→ **WRITTEN PROBLEM**
Could you recast the lines of the material below as a numbered list, leaving out any blank lines?

[Rows from a pointing dataset]
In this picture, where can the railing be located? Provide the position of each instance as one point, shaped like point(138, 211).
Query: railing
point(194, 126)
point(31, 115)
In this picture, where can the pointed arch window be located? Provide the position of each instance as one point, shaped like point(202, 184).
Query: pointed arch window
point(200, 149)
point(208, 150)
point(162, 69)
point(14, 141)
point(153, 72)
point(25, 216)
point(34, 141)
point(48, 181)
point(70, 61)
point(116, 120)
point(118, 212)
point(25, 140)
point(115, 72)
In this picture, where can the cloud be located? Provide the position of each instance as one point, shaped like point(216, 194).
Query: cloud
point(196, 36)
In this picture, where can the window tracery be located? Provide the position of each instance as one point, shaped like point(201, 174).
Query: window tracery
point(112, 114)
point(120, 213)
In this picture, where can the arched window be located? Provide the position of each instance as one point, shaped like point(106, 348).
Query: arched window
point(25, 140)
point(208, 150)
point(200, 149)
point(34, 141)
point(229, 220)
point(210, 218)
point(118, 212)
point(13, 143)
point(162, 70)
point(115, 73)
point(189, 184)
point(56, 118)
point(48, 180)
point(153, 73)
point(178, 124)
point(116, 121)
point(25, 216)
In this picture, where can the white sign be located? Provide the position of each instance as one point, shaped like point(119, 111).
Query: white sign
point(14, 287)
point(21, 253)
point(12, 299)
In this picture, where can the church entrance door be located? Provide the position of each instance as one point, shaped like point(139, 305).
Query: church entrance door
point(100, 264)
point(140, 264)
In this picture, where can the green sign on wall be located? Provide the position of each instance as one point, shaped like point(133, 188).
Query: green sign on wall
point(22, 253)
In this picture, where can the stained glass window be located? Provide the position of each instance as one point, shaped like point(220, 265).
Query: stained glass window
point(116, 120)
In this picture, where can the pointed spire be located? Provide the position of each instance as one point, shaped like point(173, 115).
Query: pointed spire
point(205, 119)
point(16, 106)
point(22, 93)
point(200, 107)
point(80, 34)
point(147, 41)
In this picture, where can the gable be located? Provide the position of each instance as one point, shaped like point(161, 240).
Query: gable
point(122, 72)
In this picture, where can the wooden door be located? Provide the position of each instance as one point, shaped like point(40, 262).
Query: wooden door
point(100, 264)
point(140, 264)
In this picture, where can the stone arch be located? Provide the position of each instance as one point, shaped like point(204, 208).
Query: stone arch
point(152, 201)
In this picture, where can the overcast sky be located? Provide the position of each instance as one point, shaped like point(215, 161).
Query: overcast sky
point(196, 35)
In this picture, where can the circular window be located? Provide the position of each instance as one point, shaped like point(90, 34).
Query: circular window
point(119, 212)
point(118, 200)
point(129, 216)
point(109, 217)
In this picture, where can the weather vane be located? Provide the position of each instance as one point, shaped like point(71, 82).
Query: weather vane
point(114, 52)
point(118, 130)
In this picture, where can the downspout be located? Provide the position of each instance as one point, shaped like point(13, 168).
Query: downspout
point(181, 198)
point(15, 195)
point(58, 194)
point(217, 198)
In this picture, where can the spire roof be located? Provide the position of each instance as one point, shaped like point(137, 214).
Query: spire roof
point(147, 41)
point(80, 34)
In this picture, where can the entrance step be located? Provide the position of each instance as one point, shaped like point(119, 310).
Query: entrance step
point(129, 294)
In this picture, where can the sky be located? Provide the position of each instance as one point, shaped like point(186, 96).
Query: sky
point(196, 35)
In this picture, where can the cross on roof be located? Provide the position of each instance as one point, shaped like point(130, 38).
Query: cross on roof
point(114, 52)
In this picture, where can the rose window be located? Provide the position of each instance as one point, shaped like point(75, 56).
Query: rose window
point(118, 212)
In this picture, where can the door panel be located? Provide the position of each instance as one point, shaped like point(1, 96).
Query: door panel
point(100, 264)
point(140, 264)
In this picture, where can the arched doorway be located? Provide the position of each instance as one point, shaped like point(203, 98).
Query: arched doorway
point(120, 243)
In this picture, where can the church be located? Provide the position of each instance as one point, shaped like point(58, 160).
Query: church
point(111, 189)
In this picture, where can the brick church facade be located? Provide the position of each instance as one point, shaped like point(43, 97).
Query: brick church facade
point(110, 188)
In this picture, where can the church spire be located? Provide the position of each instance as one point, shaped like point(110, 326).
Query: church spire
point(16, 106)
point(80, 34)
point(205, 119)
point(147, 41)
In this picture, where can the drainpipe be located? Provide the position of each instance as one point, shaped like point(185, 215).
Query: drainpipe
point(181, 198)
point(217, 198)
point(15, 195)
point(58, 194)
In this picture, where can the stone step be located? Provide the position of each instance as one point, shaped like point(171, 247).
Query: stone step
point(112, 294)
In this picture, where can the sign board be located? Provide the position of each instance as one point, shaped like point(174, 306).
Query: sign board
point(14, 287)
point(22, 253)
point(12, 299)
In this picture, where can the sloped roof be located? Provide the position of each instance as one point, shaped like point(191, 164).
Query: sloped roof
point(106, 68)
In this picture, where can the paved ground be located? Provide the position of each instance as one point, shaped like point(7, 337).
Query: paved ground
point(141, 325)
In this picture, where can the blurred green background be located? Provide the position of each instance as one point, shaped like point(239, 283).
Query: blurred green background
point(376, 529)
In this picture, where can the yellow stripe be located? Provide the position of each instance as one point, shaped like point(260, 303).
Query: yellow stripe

→ **CORRECT RESPONSE**
1. In this picture, where can the railing be located? Provide the position of each instance as one point, shaped like point(138, 211).
2. Query: railing
3. point(194, 126)
4. point(31, 115)
5. In this picture, where can the pointed arch window be located? Provide the position of each instance as one point, shaped like point(202, 184).
6. Query: pointed arch window
7. point(200, 149)
8. point(208, 150)
9. point(162, 69)
10. point(14, 141)
11. point(153, 72)
12. point(25, 216)
13. point(34, 141)
14. point(48, 181)
15. point(70, 61)
16. point(116, 120)
17. point(118, 212)
18. point(25, 140)
19. point(115, 72)
20. In this picture, where can the cloud be located? Provide the position of each instance as one point, shaped like point(216, 194).
21. Query: cloud
22. point(196, 36)
23. In this picture, where can the window tracery be located? Provide the position of each instance as one point, shaped like point(201, 174).
24. Query: window tracery
25. point(112, 114)
26. point(120, 213)
27. In this picture, where can the arched window be located? Provide the position of each instance as one point, shaped like point(106, 348).
28. Query: arched window
29. point(25, 140)
30. point(208, 150)
31. point(200, 149)
32. point(34, 141)
33. point(229, 220)
34. point(210, 218)
35. point(118, 212)
36. point(13, 143)
37. point(162, 70)
38. point(115, 73)
39. point(189, 184)
40. point(56, 118)
41. point(48, 180)
42. point(153, 73)
43. point(178, 124)
44. point(116, 121)
45. point(25, 216)
46. In this picture, where can the white sign be located? Provide the position of each instance as one point, shaped like point(119, 111).
47. Query: white sign
48. point(14, 287)
49. point(21, 253)
50. point(12, 299)
51. In this picture, where can the church entrance door be located? Provide the position of each instance as one point, shaped like point(139, 305).
52. Query: church entrance door
53. point(100, 264)
54. point(140, 264)
55. In this picture, where can the green sign on wall be located? Provide the position of each instance as one point, shaped like point(133, 188).
56. Query: green sign on wall
57. point(22, 253)
58. In this picture, where can the stained glass window be located? Provide the position of each instance as one point, shaped like point(220, 265).
59. Query: stained glass window
60. point(116, 120)
61. In this picture, where can the pointed spire be located? Provide the position of each instance as one point, shaped like point(173, 115).
62. Query: pointed spire
63. point(205, 119)
64. point(16, 106)
65. point(22, 93)
66. point(200, 107)
67. point(80, 34)
68. point(147, 41)
69. In this picture, where can the gable be located? Provide the position of each instance as one point, shaped like point(161, 240).
70. Query: gable
71. point(122, 72)
72. In this picture, where can the wooden door be located? Provide the position of each instance as one point, shaped like point(40, 262).
73. Query: wooden door
74. point(100, 264)
75. point(140, 264)
76. In this picture, where can the stone arch be located? Provide the position of each instance as one point, shaped like point(204, 208).
77. Query: stone arch
78. point(152, 201)
79. In this picture, where can the overcast sky be located? Provide the position of each instance as one point, shaped like point(215, 161).
80. Query: overcast sky
81. point(196, 35)
82. In this picture, where can the circular window be located? Provide the position of each instance as one point, shaped like point(90, 34).
83. Query: circular window
84. point(119, 212)
85. point(118, 200)
86. point(129, 216)
87. point(109, 217)
88. In this picture, where can the weather vane be located? Provide the position of each instance as one point, shaped like point(71, 82).
89. Query: weather vane
90. point(114, 52)
91. point(118, 130)
92. In this picture, where can the downspout be located? Provide the position of each instance as one point, shaped like point(13, 168).
93. Query: downspout
94. point(181, 198)
95. point(15, 195)
96. point(58, 194)
97. point(217, 198)
98. In this picture, where can the spire roof be located? Provide the position of each instance as one point, shaped like point(137, 214).
99. Query: spire roof
100. point(147, 41)
101. point(80, 34)
102. In this picture, where can the entrance step be located? Provide the position of each instance as one point, shaped like point(119, 310).
103. Query: entrance step
104. point(129, 294)
105. In this picture, where can the sky be located? Provide the position of each instance as one point, shaped like point(186, 96).
106. Query: sky
107. point(196, 35)
108. In this picture, where can the cross on roof be located? Provide the position of each instance as one point, shaped like point(130, 38).
109. Query: cross on roof
110. point(114, 52)
111. In this picture, where can the rose window be located? Provide the position of each instance as one point, shaped like point(75, 56).
112. Query: rose window
113. point(118, 212)
114. In this picture, where can the door panel be located? Provide the position of each instance as one point, shaped like point(1, 96).
115. Query: door panel
116. point(100, 264)
117. point(140, 264)
118. In this picture, where can the arched doorway be located? Provide the position of each instance as one point, shaped like point(203, 98).
119. Query: arched doorway
120. point(120, 243)
121. In this picture, where can the church be located? Provide the position of each instance as one point, shaped like point(58, 160).
122. Query: church
123. point(111, 189)
124. In this picture, where can the brick church facade be located? Provide the position of each instance as one point, shaped like point(43, 97).
125. Query: brick church facade
126. point(110, 188)
127. In this picture, where can the church spire be located? Provide the position of each instance as one point, shaped like point(110, 326).
128. Query: church spire
129. point(16, 106)
130. point(80, 34)
131. point(205, 119)
132. point(147, 41)
133. In this picture, where can the drainpipe be located? Provide the position of each instance as one point, shaped like point(185, 215).
134. Query: drainpipe
135. point(181, 198)
136. point(217, 198)
137. point(15, 195)
138. point(58, 194)
139. In this picture, where can the stone step be located? Provide the position of each instance as one point, shaped like point(171, 247).
140. Query: stone step
141. point(112, 294)
142. In this picture, where can the sign board be located? Provide the position of each instance as one point, shaped like point(174, 306).
143. Query: sign board
144. point(14, 287)
145. point(22, 253)
146. point(12, 299)
147. In this picture, where can the sloped roof be located? Provide the position of each instance as one point, shaped like point(191, 164).
148. Query: sloped roof
149. point(106, 68)
150. In this picture, where can the paved ground be located? Provide the position of each instance as one point, shaped like point(7, 337).
151. Query: paved ground
152. point(141, 325)
153. In this picture, where can the blurred green background be located? Provide the position of each instance as one point, shaped like point(239, 283).
154. Query: blurred green background
155. point(376, 529)
156. In this picture, where can the yellow stripe be located? Provide the position of each instance as one point, shaped like point(260, 303).
157. Query: yellow stripe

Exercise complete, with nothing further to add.